**PROVIDED TEXT**
A business operates in a non-protected sector, i.e. anyone with capital (substantial ~ €1.25 million) and requisite expertise may enter that sphere. Services offered by the business are toward small and medium manufacturers in that region for whom the outlay of equipment and expert staff of their own would be prohibitive compared to the cost of outsourcing it. Most client manufacturers obtain work done on a monthly, weekly or daily basis.

The 100% owner serves notice to the employees (20 professionals + 10 support staff) that he is to dissolve the business and pay them statutory redundancy. The owner rejects offers on the part of the employees en bloc to buy out the firm as a going concern; the putative buyout being funded by the company's present banks - which are also the personal banks for most of the employees' mortgages, pensions, life insurances, car-loans, etc - which see the business' revenue as liquid enough. This rejection is regardless of whether a new premises is found by the employees (effectively a bid for the company's equipment alone), so enabling the business owner to sell off the building currently housing the business. The dissolving owner likewise refuses to sell the business to rival companies in that region on the basis that the new owner retain most of the current staff complement. The owner's personal wealth and total ownership of the business allows him to make such a financially wasteful decision.

**DATA BLOCK**
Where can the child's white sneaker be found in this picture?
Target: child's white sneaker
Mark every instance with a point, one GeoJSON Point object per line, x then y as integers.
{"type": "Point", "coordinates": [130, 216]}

**TASK INSTRUCTIONS**
Reproduce the passage about the owner dissolving the business, word for word and in full. You won't need the listing for this.

**ANSWER TO THIS EXERCISE**
A business operates in a non-protected sector, i.e. anyone with capital (substantial ~ €1.25 million) and requisite expertise may enter that sphere. Services offered by the business are toward small and medium manufacturers in that region for whom the outlay of equipment and expert staff of their own would be prohibitive compared to the cost of outsourcing it. Most client manufacturers obtain work done on a monthly, weekly or daily basis.

The 100% owner serves notice to the employees (20 professionals + 10 support staff) that he is to dissolve the business and pay them statutory redundancy. The owner rejects offers on the part of the employees en bloc to buy out the firm as a going concern; the putative buyout being funded by the company's present banks - which are also the personal banks for most of the employees' mortgages, pensions, life insurances, car-loans, etc - which see the business' revenue as liquid enough. This rejection is regardless of whether a new premises is found by the employees (effectively a bid for the company's equipment alone), so enabling the business owner to sell off the building currently housing the business. The dissolving owner likewise refuses to sell the business to rival companies in that region on the basis that the new owner retain most of the current staff complement. The owner's personal wealth and total ownership of the business allows him to make such a financially wasteful decision.